++++ Reading passage ++++
Monday, December 12, 2011
We would like to thank and compliment the merchants and the City of Hood River for the Christmas lights downtown.
As former downtown merchants it is so good to see how pretty and vibrant our town is. It should get everyone in a very festive mood - we can imagine visitors to Hood River saying what a neat town this is; must be a great place to live! And it is!
Thank you very much.
Ron and Marlene Van Metre
Listen to county
The (Percy Jensen) letter in the Nov. 30 edition of the News is right on target! While the issue is voted on by the city, it is important to the county residents as well and they should not be ignored.
This decision affecting both residents in the city and the county is most likely unique in that it affects both entities with the deciding vote cast by the city. The decision affects both entities equally and both residents should have a say.
Hopefully this should not be a contentious issue as happens too much in our society. Hopefully the outside interest, if any, should not have a say in any way.
As a former elected city council member, the body making this decision should look upon this issue with that thought in mind. The county creates much of the wealth and they spend it in the city of Hood River, therefore creating a mutually compatible situation that should have a happy ending for the majority of the city and county residents.
++++ Data supplied ++++
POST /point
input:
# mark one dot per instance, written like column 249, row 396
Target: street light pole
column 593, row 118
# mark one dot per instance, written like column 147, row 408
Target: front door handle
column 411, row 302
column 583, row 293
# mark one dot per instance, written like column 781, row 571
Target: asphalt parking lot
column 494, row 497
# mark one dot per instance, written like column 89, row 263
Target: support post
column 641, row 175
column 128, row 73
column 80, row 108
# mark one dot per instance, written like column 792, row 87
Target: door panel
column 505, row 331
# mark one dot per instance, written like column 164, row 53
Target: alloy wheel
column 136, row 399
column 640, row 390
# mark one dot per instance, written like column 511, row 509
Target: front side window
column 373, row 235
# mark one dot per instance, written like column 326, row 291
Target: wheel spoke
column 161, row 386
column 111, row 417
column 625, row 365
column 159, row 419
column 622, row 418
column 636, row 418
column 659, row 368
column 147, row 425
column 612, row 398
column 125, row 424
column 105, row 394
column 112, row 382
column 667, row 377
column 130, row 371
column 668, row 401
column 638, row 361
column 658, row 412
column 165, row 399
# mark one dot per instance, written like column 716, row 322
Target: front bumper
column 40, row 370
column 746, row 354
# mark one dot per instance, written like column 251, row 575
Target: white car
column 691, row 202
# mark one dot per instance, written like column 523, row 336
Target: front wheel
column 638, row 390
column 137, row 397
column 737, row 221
++++
++++ Data supplied ++++
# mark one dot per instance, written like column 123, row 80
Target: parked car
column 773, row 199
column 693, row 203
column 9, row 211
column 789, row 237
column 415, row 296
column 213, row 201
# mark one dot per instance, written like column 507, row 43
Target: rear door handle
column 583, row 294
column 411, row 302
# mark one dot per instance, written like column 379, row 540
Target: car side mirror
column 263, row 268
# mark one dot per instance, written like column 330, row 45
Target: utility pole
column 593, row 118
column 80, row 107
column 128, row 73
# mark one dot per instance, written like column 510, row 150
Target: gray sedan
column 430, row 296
++++
◆ Tasks for this exercise
1) Set down the letters to the editor word for word, in full.
2) Rewrite the rows starting at the line containing "# mark one dot per instance, written like column 523, row" and ending at the line containing "column 737, row 221" as a JSON list of strings, one string per line, with blank lines omitted.

◆ The solutions
1)
Monday, December 12, 2011
We would like to thank and compliment the merchants and the City of Hood River for the Christmas lights downtown.
As former downtown merchants it is so good to see how pretty and vibrant our town is. It should get everyone in a very festive mood - we can imagine visitors to Hood River saying what a neat town this is; must be a great place to live! And it is!
Thank you very much.
Ron and Marlene Van Metre
Listen to county
The (Percy Jensen) letter in the Nov. 30 edition of the News is right on target! While the issue is voted on by the city, it is important to the county residents as well and they should not be ignored.
This decision affecting both residents in the city and the county is most likely unique in that it affects both entities with the deciding vote cast by the city. The decision affects both entities equally and both residents should have a say.
Hopefully this should not be a contentious issue as happens too much in our society. Hopefully the outside interest, if any, should not have a say in any way.
As a former elected city council member, the body making this decision should look upon this issue with that thought in mind. The county creates much of the wealth and they spend it in the city of Hood River, therefore creating a mutually compatible situation that should have a happy ending for the majority of the city and county residents.

2)
[
  "# mark one dot per instance, written like column 523, row 336",
  "Target: front wheel",
  "column 638, row 390",
  "column 137, row 397",
  "column 737, row 221"
]